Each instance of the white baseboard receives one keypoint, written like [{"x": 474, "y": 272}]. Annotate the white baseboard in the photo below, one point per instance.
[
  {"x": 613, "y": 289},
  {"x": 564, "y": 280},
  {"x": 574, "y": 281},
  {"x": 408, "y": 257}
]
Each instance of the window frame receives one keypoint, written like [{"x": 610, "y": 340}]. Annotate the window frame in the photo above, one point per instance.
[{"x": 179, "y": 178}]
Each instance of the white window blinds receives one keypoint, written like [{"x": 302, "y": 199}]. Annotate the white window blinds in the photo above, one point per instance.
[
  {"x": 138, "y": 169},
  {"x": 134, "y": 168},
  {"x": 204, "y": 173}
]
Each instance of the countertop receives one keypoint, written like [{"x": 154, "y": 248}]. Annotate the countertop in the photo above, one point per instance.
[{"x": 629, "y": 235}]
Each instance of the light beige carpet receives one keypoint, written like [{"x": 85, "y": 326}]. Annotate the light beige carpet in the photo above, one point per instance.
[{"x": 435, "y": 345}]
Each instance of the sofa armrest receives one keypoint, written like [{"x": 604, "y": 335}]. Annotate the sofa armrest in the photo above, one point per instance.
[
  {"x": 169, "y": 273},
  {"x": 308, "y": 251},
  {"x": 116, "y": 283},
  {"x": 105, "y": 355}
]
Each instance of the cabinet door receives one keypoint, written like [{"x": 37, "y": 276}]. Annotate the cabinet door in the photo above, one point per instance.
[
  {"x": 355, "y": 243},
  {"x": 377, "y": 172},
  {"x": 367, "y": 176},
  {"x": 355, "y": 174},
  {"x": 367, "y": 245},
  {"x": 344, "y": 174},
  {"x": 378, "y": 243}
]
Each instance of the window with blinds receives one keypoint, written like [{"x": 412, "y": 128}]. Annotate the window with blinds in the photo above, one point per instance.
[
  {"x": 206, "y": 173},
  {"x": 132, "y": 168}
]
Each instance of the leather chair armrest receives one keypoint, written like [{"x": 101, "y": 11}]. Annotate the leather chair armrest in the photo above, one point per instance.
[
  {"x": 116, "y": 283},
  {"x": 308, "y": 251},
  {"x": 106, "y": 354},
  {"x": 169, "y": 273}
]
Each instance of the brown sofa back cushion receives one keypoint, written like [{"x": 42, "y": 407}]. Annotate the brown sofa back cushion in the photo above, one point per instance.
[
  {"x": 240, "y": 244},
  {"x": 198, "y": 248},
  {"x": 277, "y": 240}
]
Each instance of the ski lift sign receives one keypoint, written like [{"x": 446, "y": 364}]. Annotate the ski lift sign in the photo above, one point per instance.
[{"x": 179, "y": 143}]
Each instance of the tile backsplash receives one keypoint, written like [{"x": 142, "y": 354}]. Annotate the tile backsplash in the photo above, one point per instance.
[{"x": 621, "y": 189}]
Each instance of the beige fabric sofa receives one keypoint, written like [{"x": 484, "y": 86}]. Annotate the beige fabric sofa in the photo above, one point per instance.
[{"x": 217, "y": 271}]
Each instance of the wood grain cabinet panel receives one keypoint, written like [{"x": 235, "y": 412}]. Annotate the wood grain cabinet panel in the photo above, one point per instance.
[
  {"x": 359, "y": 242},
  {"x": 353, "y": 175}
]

# [SHORT PROBLEM]
Return each line of the data exactly as written above.

# [FULL RESPONSE]
Each instance of the white baseboard receives one keypoint, written like [{"x": 474, "y": 272}]. Annotate the white baseboard in the photo below, one point per instance.
[
  {"x": 613, "y": 289},
  {"x": 564, "y": 280},
  {"x": 574, "y": 281},
  {"x": 408, "y": 257}
]
Each instance of the window frame receives one keypoint, written like [{"x": 610, "y": 340}]. Annotate the window frame in the photo above, one point per instance.
[{"x": 179, "y": 178}]
Each instance of the white window blinds receives one keypoint, written like [{"x": 302, "y": 199}]. Annotate the white window blinds in the photo above, one point per instance.
[
  {"x": 138, "y": 169},
  {"x": 134, "y": 168},
  {"x": 204, "y": 173}
]
Each instance of the countertop receives one keypoint, written like [{"x": 154, "y": 248}]. Annotate the countertop in the photo above, one point per instance.
[{"x": 629, "y": 235}]
Each instance of the light beige carpet receives one keypoint, written like [{"x": 85, "y": 326}]. Annotate the light beige carpet in the photo above, one point per instance.
[{"x": 435, "y": 345}]
Each instance of the sofa armrest receives one keypoint, written like [{"x": 604, "y": 335}]. Annotate the sofa armrest in the photo above, one point per instance.
[
  {"x": 169, "y": 273},
  {"x": 308, "y": 251},
  {"x": 116, "y": 283},
  {"x": 105, "y": 355}
]
Each instance of the cabinet door receives one keypoint, written like [{"x": 37, "y": 276}]. Annotate the cabinet door in the photo above, one point per instance.
[
  {"x": 355, "y": 243},
  {"x": 377, "y": 172},
  {"x": 367, "y": 176},
  {"x": 355, "y": 174},
  {"x": 367, "y": 245},
  {"x": 344, "y": 174},
  {"x": 378, "y": 243}
]
Each instance of the window with blinds receives one keypoint, written like [{"x": 412, "y": 128}]. Annotate the window with blinds in the photo above, one point per instance.
[
  {"x": 206, "y": 173},
  {"x": 132, "y": 168}
]
Each instance of the leather chair armrest receives one keypoint, written like [{"x": 101, "y": 11}]. Annotate the leather chair armrest in the photo above, one point per instance.
[
  {"x": 116, "y": 283},
  {"x": 308, "y": 251},
  {"x": 106, "y": 354},
  {"x": 169, "y": 273}
]
Each instance of the brown sofa back cushion receives one keypoint, written like [{"x": 42, "y": 407}]. Annotate the brown sofa back cushion in the photo above, one point per instance.
[
  {"x": 240, "y": 244},
  {"x": 198, "y": 248},
  {"x": 277, "y": 240}
]
Each instance of the ski lift sign receives one keypoint, written like [{"x": 446, "y": 364}]. Annotate the ski lift sign in the photo above, one point per instance.
[{"x": 179, "y": 143}]
Each instance of the tile backsplash receives one keypoint, written like [{"x": 142, "y": 354}]. Annotate the tile backsplash in the photo above, one point per instance.
[{"x": 621, "y": 189}]
Each instance of the beige fabric sofa receives one keypoint, written like [{"x": 484, "y": 86}]. Annotate the beige fabric sofa in the photo above, one point per instance.
[{"x": 217, "y": 271}]
Each instance of the wood grain cabinet panel receives one keypoint, written like [{"x": 235, "y": 412}]. Annotate the wood grain cabinet panel in the photo above, one point per instance.
[
  {"x": 359, "y": 242},
  {"x": 353, "y": 175}
]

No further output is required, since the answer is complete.